— start of Records for processing —

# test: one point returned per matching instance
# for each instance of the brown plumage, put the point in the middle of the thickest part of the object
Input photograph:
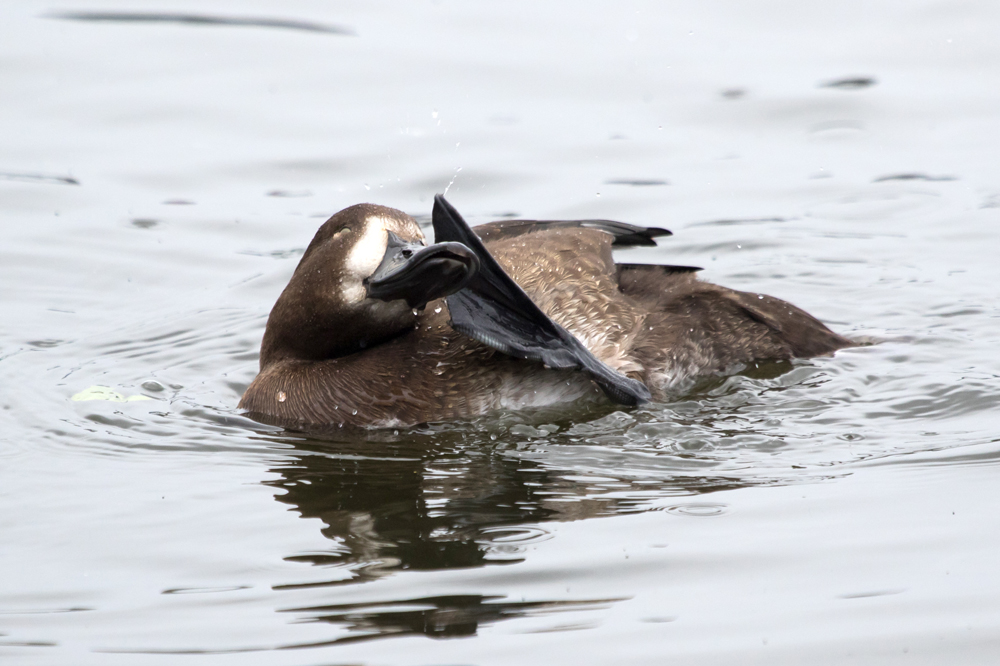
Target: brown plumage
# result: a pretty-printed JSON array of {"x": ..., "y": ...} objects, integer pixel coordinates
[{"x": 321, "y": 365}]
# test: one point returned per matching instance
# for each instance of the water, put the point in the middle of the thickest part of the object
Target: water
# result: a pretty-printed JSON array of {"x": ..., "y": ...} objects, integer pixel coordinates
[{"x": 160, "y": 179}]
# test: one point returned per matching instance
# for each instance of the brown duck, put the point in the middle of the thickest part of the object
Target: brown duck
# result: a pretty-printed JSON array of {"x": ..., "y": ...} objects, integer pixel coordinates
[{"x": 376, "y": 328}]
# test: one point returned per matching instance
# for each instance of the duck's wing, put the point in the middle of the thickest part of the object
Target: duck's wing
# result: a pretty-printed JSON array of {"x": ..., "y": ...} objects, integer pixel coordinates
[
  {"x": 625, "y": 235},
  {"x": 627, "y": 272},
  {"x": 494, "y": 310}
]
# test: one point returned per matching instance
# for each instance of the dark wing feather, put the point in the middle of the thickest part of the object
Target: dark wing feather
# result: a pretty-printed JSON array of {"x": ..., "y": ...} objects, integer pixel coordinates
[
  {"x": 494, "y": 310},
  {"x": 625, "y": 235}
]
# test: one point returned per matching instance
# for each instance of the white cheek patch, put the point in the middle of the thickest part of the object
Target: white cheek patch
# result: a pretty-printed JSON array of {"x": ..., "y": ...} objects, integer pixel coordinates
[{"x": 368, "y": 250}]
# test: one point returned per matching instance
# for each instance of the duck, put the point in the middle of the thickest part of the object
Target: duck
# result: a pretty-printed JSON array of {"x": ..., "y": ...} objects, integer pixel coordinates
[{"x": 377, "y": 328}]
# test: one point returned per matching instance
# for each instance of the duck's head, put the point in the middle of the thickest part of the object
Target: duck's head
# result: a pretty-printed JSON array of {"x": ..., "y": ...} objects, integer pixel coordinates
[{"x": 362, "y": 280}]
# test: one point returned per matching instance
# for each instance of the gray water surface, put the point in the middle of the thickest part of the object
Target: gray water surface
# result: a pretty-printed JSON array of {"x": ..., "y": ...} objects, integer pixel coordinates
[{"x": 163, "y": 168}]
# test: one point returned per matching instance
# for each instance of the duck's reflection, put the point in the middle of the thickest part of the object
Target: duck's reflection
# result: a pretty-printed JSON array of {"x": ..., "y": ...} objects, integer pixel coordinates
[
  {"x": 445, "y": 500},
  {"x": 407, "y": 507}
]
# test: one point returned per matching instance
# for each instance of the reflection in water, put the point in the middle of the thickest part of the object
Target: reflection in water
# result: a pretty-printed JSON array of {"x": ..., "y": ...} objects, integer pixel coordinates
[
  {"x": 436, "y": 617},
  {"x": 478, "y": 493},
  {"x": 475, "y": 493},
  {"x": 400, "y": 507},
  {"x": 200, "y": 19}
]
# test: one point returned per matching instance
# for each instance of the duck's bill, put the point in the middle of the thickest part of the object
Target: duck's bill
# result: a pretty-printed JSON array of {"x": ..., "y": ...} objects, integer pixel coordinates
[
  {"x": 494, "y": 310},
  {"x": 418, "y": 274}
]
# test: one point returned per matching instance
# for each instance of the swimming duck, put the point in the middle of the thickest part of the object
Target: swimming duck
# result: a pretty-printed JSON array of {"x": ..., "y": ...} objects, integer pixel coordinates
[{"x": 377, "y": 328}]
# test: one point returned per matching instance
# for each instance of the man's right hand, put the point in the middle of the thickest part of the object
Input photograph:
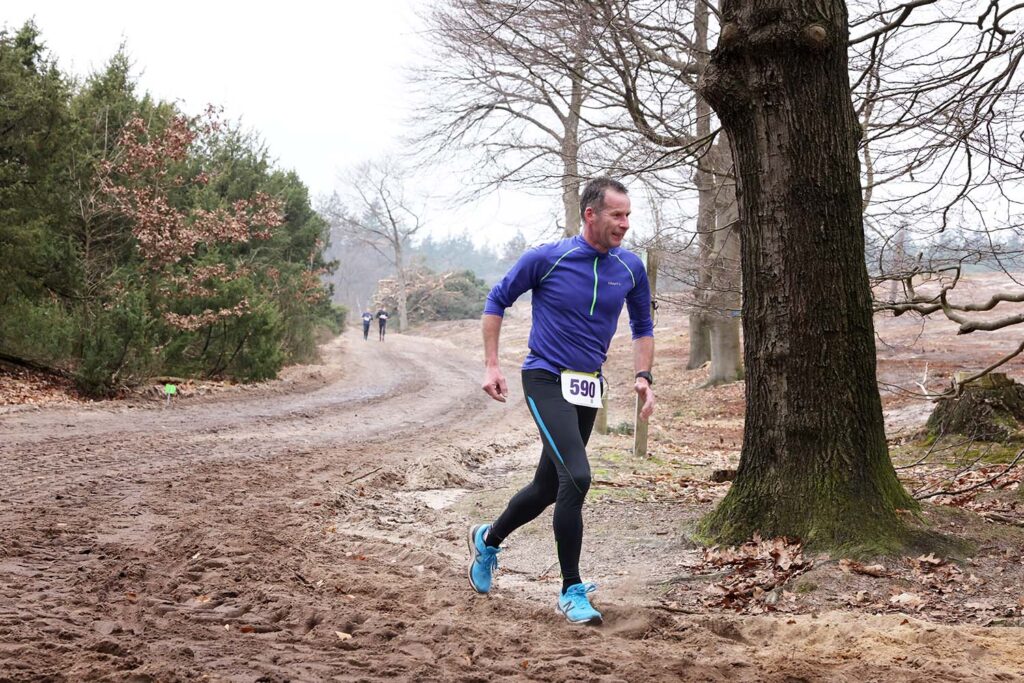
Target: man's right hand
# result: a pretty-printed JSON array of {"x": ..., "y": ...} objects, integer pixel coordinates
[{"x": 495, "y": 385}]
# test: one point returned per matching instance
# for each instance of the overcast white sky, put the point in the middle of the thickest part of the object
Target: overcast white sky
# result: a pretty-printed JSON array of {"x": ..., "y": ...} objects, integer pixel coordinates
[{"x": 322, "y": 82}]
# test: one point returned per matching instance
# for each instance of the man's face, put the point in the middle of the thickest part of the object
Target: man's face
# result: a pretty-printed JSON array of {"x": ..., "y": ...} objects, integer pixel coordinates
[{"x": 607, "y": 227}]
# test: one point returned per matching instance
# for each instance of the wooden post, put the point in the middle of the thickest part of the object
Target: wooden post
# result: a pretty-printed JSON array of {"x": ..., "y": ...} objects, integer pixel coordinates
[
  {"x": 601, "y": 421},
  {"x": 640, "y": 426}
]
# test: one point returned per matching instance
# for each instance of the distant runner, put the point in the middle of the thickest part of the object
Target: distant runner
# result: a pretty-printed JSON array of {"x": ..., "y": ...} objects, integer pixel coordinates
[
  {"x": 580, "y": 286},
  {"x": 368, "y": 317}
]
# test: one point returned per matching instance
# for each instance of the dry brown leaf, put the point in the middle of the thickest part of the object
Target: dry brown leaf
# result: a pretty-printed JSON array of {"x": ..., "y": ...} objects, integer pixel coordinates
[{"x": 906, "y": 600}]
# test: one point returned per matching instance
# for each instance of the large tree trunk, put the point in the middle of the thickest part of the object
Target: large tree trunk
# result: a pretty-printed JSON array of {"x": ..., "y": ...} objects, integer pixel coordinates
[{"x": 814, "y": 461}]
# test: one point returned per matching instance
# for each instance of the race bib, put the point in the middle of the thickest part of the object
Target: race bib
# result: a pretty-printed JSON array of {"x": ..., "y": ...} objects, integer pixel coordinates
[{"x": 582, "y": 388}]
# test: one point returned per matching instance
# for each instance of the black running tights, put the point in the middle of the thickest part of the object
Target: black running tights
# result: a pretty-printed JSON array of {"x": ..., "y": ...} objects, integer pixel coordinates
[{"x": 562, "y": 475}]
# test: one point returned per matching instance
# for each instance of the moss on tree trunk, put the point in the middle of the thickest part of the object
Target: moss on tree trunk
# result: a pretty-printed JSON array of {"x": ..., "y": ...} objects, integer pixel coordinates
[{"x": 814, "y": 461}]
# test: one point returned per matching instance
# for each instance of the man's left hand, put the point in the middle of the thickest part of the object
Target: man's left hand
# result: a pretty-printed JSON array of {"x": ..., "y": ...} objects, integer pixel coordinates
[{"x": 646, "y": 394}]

— end of Records for processing —

All the records need to be repeated exactly, with the images dropped.

# test: one point returned per matching instance
# for each instance of the brown plumage, put the point in the middle of the thickest part of the object
Input photograph:
Target: brown plumage
# result: a pretty-printed JSON array of {"x": ..., "y": ...} objects, integer pixel coordinates
[{"x": 321, "y": 365}]
# test: one point returned per matching instance
# for each instance of the water, put the point in the middle of the thickest part of the object
Target: water
# result: a pretty-printed JSON array of {"x": ..., "y": ...} objects, integer pixel coordinates
[{"x": 160, "y": 179}]
# test: one point returned per matching instance
# for each instance of the brown duck, put the point in the middle of the thickest part of the object
Target: brown duck
# result: a pretty-printed JSON array of {"x": ..., "y": ...} objects, integer pixel coordinates
[{"x": 376, "y": 328}]
# test: one point returned per matching instance
# for each instance of the duck's wing, put the point in the middle of the thickest part of the object
Target: duck's wing
# result: a pretty-printed JSON array of {"x": ..., "y": ...} objects, integer pixel coordinates
[
  {"x": 625, "y": 235},
  {"x": 627, "y": 272},
  {"x": 494, "y": 310}
]
# test: one point returned per matching instance
# for each instance of the dark wing feather, put the point in the middle of the thickest part of the object
Target: dark wing feather
# result: a pretty-printed JSON array of {"x": ..., "y": ...} objects, integer pixel coordinates
[
  {"x": 494, "y": 310},
  {"x": 625, "y": 235}
]
# test: one point returned per matching instance
# for each instance of the white cheek patch, put the point in the middle of the thickest part of the object
Target: white cheek patch
# result: a pretty-printed JSON array of {"x": ..., "y": ...} objects, integer pixel coordinates
[{"x": 368, "y": 250}]
# test: one point returned per matching instance
# for each instance of the duck, put the point in the middle of the thickest part of the object
Target: duck
# result: a pretty-printed JSON array of {"x": ..., "y": ...} objects, integer pixel coordinates
[{"x": 377, "y": 328}]
# test: one point returned per matching instance
# for each instance of the duck's head, put the point in the middle of the thickest part of the object
Target: duck's head
# result: a pretty-printed JSON array of {"x": ..., "y": ...} objects, integer pixel coordinates
[{"x": 362, "y": 280}]
# test: one point returned per matching instance
# for each instance of the gray water surface, put the point in the middle of the thickest part of the object
Target: gray water surface
# result: a pretty-printed JSON array of {"x": ..., "y": ...} objects, integer pixel coordinates
[{"x": 163, "y": 168}]
# test: one point returned per matching instance
# for each instance of the duck's reflection, put the point in the middle of the thickest part of the object
Target: duck's reflection
# result: a pretty-printed JSON array of {"x": ..., "y": ...} objects, integer pixel coordinates
[
  {"x": 445, "y": 500},
  {"x": 407, "y": 507}
]
# test: one point returned per matching instance
# for each instance of the reflection in water, put the point in the middle of the thickest part of the object
Target: reflection in water
# result: a pretty-printed JSON array of {"x": ..., "y": ...} objects, integer pixel coordinates
[
  {"x": 436, "y": 617},
  {"x": 478, "y": 493},
  {"x": 475, "y": 493},
  {"x": 400, "y": 507},
  {"x": 200, "y": 19}
]
# test: one point returned per matching instance
# for each instance of the duck's bill, put the point in the middle of the thickest part of the object
Target: duck's bill
# result: a pretty-printed JSON array of {"x": ..., "y": ...} objects, integer pixel coordinates
[
  {"x": 494, "y": 310},
  {"x": 418, "y": 274}
]
# test: one point returned per matching instance
# for each instance of the swimming duck, put the point in the middle of the thickest part of the object
Target: swimming duck
# result: a pretty-printed JSON array of {"x": ..., "y": ...} objects, integer pixel coordinates
[{"x": 377, "y": 328}]
# test: one point returned per matching instance
# for each instance of the man's right hand, put the point in the middle of the thickest part of the object
Input photograph:
Target: man's right hand
# result: a pretty-printed JSON array of {"x": ..., "y": ...} objects, integer pixel coordinates
[{"x": 495, "y": 385}]
# test: one point returned per matching instance
# for each instance of the overcast white sky, put the point in the middle of the thickest part of the object
Target: overcast white sky
# result: a pretty-printed JSON array of {"x": ..., "y": ...} objects, integer pixel coordinates
[{"x": 322, "y": 82}]
# test: one point returned per matching instance
# for each instance of the man's face, put the point in the middle of the thickest part of the object
Target: man's face
# result: a pretty-printed JSON array of {"x": ..., "y": ...} objects, integer pixel coordinates
[{"x": 607, "y": 227}]
# test: one point returned per matching instance
# for each instance of the wooden post, put the point in the middle of the thickest part of the object
Target: wooden post
# result: a pretty-printed JSON array of {"x": ..., "y": ...} objects, integer pixel coordinates
[
  {"x": 601, "y": 421},
  {"x": 640, "y": 426}
]
# test: one point returned per matching instance
# for each instance of the distant runner, put the point in the middle of the thickest part of the object
Target: distant runner
# result: a pretty-printed JSON array of {"x": ..., "y": ...} objects, integer pixel coordinates
[
  {"x": 580, "y": 286},
  {"x": 368, "y": 317}
]
# test: one point returned per matching instance
# for each instance of the dry brown leaf, put the point in the middle of the thickest part of the object
Target: dry brown leaf
# result: a pretty-printed JSON array of {"x": ..., "y": ...} objects, integer pixel coordinates
[{"x": 906, "y": 600}]
# test: one point returned per matching instance
# for each instance of the large tree trunk, put the point in the middle of the thickest part of the object
Target: large tree trunk
# result: a pretty-printed JSON array of {"x": ..., "y": ...} objects, integer pixel coordinates
[{"x": 814, "y": 461}]
# test: one point returned per matching instance
# for each instance of the race bib, put the point in the middle of the thickest part of the object
Target: race bib
# result: a pretty-printed JSON array of {"x": ..., "y": ...} objects, integer pixel coordinates
[{"x": 582, "y": 388}]
# test: one point returned per matching instance
# for each instance of the black running tights, put the point in the middle of the thickest part of the object
Target: black running tights
# result: a pretty-printed JSON array of {"x": ..., "y": ...} objects, integer pixel coordinates
[{"x": 562, "y": 475}]
# test: one point returned per matching instance
# for each instance of the moss on tree trunk, put the point in the middle of the thickest part of the object
Target: moss on tree trunk
# result: a pretty-printed JSON array of {"x": ..., "y": ...} objects, integer pixel coordinates
[{"x": 814, "y": 461}]
# test: one point returned per matching instance
# for each instance of the man's left hand, put the point in the middle of the thickest part of the object
Target: man's left hand
# result: a pretty-printed JSON array of {"x": ..., "y": ...} objects, integer pixel coordinates
[{"x": 646, "y": 394}]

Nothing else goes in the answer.